» **ACTION ITEM**:
Gather all lines in the records below that include the word "green".
···
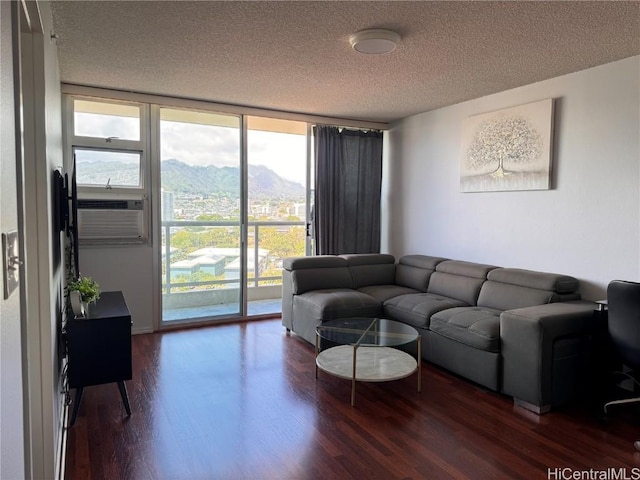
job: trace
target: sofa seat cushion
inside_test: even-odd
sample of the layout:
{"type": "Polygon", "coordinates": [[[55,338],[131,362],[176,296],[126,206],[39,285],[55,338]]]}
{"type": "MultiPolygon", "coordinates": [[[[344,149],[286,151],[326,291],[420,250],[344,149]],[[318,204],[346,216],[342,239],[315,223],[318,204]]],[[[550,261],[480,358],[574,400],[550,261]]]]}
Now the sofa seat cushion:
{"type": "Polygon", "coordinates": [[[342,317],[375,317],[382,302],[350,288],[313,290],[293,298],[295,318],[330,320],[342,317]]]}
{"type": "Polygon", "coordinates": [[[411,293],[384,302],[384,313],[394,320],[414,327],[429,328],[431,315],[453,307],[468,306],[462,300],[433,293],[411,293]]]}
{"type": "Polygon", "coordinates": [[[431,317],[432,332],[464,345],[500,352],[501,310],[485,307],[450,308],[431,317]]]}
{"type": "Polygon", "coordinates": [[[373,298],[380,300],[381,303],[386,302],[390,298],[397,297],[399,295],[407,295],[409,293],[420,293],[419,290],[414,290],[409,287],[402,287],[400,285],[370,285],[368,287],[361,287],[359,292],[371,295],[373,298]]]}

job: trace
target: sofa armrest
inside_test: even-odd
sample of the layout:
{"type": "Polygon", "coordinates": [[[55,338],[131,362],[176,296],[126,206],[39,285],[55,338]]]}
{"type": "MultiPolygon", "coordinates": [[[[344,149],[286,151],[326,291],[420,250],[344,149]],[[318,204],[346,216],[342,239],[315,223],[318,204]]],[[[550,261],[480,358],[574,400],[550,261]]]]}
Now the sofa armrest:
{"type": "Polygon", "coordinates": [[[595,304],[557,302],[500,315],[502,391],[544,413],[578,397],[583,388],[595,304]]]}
···
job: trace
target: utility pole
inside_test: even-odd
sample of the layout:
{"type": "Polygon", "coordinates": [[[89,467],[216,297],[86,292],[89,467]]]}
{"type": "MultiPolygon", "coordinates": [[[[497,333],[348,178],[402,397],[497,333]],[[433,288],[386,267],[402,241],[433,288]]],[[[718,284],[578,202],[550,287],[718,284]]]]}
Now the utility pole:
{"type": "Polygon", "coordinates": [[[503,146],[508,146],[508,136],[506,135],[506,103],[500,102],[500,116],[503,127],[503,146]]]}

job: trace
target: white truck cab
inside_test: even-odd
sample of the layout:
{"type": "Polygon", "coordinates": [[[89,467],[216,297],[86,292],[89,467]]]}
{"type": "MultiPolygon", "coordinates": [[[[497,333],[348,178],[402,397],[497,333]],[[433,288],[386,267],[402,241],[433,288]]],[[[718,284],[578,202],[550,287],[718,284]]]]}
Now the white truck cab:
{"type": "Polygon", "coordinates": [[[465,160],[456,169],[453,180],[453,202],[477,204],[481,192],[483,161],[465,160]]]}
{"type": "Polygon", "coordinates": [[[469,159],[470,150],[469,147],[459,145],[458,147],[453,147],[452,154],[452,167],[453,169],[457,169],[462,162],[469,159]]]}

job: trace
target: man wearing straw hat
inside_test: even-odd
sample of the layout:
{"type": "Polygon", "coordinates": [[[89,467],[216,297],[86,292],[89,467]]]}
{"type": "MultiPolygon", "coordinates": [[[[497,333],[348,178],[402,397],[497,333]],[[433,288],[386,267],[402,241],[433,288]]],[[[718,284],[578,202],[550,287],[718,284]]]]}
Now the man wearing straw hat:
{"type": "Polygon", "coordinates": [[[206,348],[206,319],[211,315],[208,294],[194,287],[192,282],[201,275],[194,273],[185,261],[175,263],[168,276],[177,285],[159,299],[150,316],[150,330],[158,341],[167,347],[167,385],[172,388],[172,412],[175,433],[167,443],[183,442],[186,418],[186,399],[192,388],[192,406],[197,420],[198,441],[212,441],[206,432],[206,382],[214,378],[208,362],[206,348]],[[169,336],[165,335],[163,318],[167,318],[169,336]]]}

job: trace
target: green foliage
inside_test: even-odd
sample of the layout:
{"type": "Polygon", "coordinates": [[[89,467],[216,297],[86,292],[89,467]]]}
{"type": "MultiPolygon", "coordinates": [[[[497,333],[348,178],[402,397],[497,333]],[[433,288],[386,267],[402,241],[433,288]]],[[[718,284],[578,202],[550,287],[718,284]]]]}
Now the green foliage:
···
» **RESULT FOR THIS TASK**:
target: green foliage
Now the green foliage:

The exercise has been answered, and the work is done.